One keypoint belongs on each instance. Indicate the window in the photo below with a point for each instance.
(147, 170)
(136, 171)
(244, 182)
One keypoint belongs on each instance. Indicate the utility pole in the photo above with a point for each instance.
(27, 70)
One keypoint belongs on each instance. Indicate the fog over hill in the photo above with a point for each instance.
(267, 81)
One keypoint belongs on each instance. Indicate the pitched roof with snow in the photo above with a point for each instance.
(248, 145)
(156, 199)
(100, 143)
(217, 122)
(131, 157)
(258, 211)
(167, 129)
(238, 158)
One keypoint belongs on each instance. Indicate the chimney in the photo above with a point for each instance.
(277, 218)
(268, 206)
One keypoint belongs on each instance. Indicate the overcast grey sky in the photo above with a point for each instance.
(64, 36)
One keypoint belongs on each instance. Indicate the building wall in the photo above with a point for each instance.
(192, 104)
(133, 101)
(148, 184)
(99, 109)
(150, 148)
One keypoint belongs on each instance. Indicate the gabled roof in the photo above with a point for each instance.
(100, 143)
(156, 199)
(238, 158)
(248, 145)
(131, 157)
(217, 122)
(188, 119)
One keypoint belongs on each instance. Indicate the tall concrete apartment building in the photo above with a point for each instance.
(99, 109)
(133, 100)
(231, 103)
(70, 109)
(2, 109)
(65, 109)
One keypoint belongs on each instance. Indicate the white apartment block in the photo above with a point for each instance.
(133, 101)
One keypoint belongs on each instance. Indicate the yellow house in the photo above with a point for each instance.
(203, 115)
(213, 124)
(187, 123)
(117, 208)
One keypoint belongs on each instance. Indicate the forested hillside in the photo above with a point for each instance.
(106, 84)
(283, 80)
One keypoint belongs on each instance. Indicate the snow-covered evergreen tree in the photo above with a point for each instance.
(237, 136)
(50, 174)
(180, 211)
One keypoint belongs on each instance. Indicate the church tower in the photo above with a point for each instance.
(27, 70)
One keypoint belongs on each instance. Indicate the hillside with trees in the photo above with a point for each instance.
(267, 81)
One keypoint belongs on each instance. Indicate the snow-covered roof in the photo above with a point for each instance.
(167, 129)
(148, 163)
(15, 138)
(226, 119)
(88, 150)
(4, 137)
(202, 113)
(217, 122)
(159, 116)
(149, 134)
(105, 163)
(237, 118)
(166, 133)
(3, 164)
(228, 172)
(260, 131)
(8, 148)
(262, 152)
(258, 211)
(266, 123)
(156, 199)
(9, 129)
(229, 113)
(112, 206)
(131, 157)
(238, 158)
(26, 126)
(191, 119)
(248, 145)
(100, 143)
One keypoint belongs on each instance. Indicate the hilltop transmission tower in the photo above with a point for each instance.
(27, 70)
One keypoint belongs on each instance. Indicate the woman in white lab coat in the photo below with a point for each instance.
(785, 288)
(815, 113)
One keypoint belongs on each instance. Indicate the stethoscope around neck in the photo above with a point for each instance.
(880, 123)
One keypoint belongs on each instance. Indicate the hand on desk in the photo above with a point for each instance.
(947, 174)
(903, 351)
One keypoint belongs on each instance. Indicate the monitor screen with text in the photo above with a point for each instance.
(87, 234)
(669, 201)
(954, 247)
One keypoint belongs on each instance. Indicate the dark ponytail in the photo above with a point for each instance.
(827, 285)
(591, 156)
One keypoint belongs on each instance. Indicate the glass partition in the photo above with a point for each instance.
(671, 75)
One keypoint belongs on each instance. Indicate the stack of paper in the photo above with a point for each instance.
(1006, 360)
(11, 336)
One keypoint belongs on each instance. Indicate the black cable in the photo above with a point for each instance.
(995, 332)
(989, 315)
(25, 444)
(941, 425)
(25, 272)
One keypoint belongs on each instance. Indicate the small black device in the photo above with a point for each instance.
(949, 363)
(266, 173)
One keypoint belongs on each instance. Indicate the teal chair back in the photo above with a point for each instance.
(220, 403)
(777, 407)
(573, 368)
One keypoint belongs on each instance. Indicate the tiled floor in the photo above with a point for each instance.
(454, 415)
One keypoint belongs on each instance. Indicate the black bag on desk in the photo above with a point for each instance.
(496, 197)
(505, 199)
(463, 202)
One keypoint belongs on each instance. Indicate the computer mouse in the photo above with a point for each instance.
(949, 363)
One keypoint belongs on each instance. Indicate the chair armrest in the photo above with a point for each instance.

◇ ◇ ◇ ◇

- [Given task]
Reproduce every line of the material above word for word, without changing anything.

- [Result of the exercise]
One keypoint belongs on each instance. Indicate the window in the photo below with a point for each instance.
(147, 170)
(136, 171)
(244, 182)
One keypoint belongs on each instance. Indicate the utility pole in the photo above with a point for each instance.
(27, 70)
One keypoint belongs on each instance. Indicate the fog over hill in the photo above with a point for each instance.
(267, 81)
One keypoint belongs on each instance. Indicate the pitched roof with snow in the photo above with a point for each instance.
(248, 145)
(156, 199)
(100, 143)
(217, 122)
(131, 157)
(258, 211)
(167, 129)
(238, 158)
One keypoint belongs on each instance. Indicate the chimney in the photo above with a point for each instance.
(277, 218)
(268, 206)
One keypoint belongs on each instance. Indicate the overcast grey sky in the photo above with a point for each instance.
(64, 36)
One keypoint belongs on each instance. Indicate the building wall in the photo above with a point for each instance.
(192, 104)
(133, 101)
(148, 184)
(99, 109)
(150, 148)
One keypoint belongs on each instance. Indicate the gabled roof in the photo above with a point for each instance.
(100, 143)
(156, 199)
(238, 158)
(248, 145)
(131, 157)
(217, 122)
(188, 119)
One keypoint belongs on each instance. Indicate the tall concrete apartment building in the photo above with a point for each instance.
(99, 109)
(133, 100)
(231, 103)
(70, 109)
(2, 109)
(65, 109)
One keypoint belongs on each instance. Indicate the white apartment block in the photo above with a point for each instance.
(133, 101)
One keypoint belongs on each instance. Indicate the yellow house in the photo above with a point for each instance.
(203, 115)
(213, 124)
(187, 123)
(117, 208)
One keypoint belongs on each instance. Indicate the forested hillside in the photo above with a point for each instance.
(106, 84)
(283, 80)
One keypoint belongs on each instance. Indicate the snow-covered evergreen tree in the photo above with a point for each instance.
(237, 136)
(50, 174)
(180, 211)
One keypoint belongs on each instance. Indicate the church tower in the photo above with a point for each instance.
(27, 70)
One keypoint belongs on each instance. Indicate the hillside with trees in the photo above with a point for each instance.
(267, 81)
One keypoint belongs on each instance. Indicate the snow-covered roof in the photo above with a point for each instance.
(167, 129)
(148, 163)
(15, 138)
(226, 119)
(88, 150)
(4, 137)
(202, 113)
(217, 122)
(159, 116)
(149, 134)
(105, 163)
(237, 118)
(166, 133)
(3, 164)
(228, 172)
(260, 131)
(8, 148)
(262, 152)
(258, 211)
(266, 123)
(156, 199)
(9, 129)
(229, 113)
(112, 206)
(131, 157)
(238, 158)
(26, 126)
(191, 119)
(248, 145)
(100, 143)
One keypoint belongs on each instance. Indicate the hilltop transmission tower in the photo above with a point for each instance.
(27, 70)
One keypoint belongs on each instance. Indicate the woman in white lab coat in the photo below with a point for each instance.
(785, 288)
(815, 113)
One keypoint belongs on each instance. Indicate the stethoscope around neck in the photo above with a point for each instance.
(880, 123)
One keypoint belongs on each instance. Indicate the hand on desk in the photo above with a point for each instance.
(947, 174)
(903, 351)
One keypoint belongs on each instance. Indicate the monitor screen with text in the photo above with a point for each instance.
(87, 234)
(669, 201)
(954, 247)
One keypoint belongs on each instance. Indicate the dark ponytail in the photo above with a point for each instance.
(827, 285)
(591, 156)
One keypoint belongs on each instance. Indicate the glass partition in the photo above with a point for each instance.
(671, 75)
One keypoint belongs on each instance. Indicate the stack of paper in the photo above with a point for each instance.
(1006, 360)
(11, 336)
One keypoint belongs on each instance. Indicate the black cable in the photo above with a point for each instance.
(995, 332)
(989, 315)
(25, 444)
(941, 425)
(25, 272)
One keypoint belongs on each instance. Indicate the small black device in the photo above with a point for each instance.
(949, 363)
(266, 173)
One keypoint belongs on each instance. Indicate the teal chair back in the photo above with a point for each instance.
(220, 403)
(777, 407)
(573, 368)
One keypoint belongs on each instance. Indicate the tiled floor in the photo above with a point for each instance.
(454, 415)
One keypoint belongs on each instance. Indicate the black bag on desk in the photo above with a point for each instance.
(496, 197)
(505, 199)
(463, 202)
One keypoint belongs on each instance. Indicate the computer mouse in the photo above with a point for each instance.
(949, 363)
One keypoint belongs on each instance. Indicate the chair armrest in the photo above with a point for each instance.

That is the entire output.